Düstere Endzeitstimmung

Sonntag, 11. Mai 2014 | Text: Stephan Martin Meyer | Bild: Meyer Originals

Geschätzte Lesezeit: 2 Minuten

Laut wird es auf der Bühne des Theaters der Keller, wenn das neue Stück „Luft aus Stein“ zur Aufführung kommt. Laut und düster. Über Generationen weitergegebene Wunden und Verletzungen ziehen sich durch den Abend und lassen wenig Raum für optimistische Blicke in die Zukunft. Vielmehr versinkt das Leben in Inzest und permanenter Gewalt.

Heinz Simon Keller inszeniert das letzte Stück dieser Spielzeit mit großem Getöse. Während beim Einlass noch Vögel vom Band zwitschern, ist in den folgenden 80 Minuten nichts mehr von einer Idylle zu spüren. Anne Habermehls Stück feierte im letzten Jahr in Wien seine Uraufführung und wird nun zum ersten Mal in Deutschland gespielt. Wer sich auf diesen Abend einlässt, sollte nicht mit einer Komödie rechnen.

In großen Sprüngen eilen die Schauspieler durch die Zeit. Der Krieg und die Front auf der einen Seite, die Gegenwart und der Niedergang aller Normen auf der anderen Seite. Eine Familie zerbricht während des Zweiten Weltkrieges an der Zerstörung ihres Lebens durch Bomben und Gewalt. Die Folgen sind bis in die Gegenwart spürbar. Es gibt kein Entrinnen, die Perspektiven sind düster und beklemmend.

..........

● AUFGABE 1
Wähle jede Zeile der Auflistung aus, in der das Wort „each“ vorkommt.
Die Theaterkritik und die Auflistung stehen in keinem Zusammenhang miteinander.

● Zeilen aus einem Datensatz zur Punktmarkierung
..........

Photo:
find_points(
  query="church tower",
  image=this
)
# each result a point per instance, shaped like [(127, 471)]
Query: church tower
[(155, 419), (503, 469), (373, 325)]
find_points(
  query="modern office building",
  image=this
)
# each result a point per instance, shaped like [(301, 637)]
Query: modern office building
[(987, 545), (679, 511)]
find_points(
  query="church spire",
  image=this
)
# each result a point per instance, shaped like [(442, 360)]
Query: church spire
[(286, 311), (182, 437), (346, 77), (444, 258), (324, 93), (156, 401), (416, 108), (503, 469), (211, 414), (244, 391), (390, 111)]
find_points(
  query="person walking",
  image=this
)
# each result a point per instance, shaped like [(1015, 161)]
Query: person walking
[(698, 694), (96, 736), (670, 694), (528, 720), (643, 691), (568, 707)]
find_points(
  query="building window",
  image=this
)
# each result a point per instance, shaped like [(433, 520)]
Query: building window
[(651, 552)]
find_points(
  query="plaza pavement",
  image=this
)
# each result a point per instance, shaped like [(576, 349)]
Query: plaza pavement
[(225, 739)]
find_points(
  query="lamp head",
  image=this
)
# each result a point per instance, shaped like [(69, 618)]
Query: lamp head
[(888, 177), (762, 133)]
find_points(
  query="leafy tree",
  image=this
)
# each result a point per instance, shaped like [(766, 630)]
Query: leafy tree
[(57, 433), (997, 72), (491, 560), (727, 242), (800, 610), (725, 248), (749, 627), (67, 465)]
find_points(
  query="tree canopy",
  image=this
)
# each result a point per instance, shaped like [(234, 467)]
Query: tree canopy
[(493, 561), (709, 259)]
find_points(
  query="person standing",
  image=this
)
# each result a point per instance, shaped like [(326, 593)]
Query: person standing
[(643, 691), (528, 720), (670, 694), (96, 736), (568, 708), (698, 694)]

..........

● AUFGABE 2
Nenne alle Personen, die in der Theaterkritik mit Vor- und Nachnamen erwähnt werden.

● RICHTIGE AUSGABE 1
# each result a point per instance, shaped like [(127, 471)]
# each result a point per instance, shaped like [(301, 637)]
# each result a point per instance, shaped like [(442, 360)]
# each result a point per instance, shaped like [(1015, 161)]
# each result a point per instance, shaped like [(433, 520)]
# each result a point per instance, shaped like [(576, 349)]
# each result a point per instance, shaped like [(69, 618)]
# each result a point per instance, shaped like [(766, 630)]
# each result a point per instance, shaped like [(234, 467)]
# each result a point per instance, shaped like [(326, 593)]

● RICHTIGE AUSGABE 2
Stephan Martin Meyer, Heinz Simon Keller, Anne Habermehl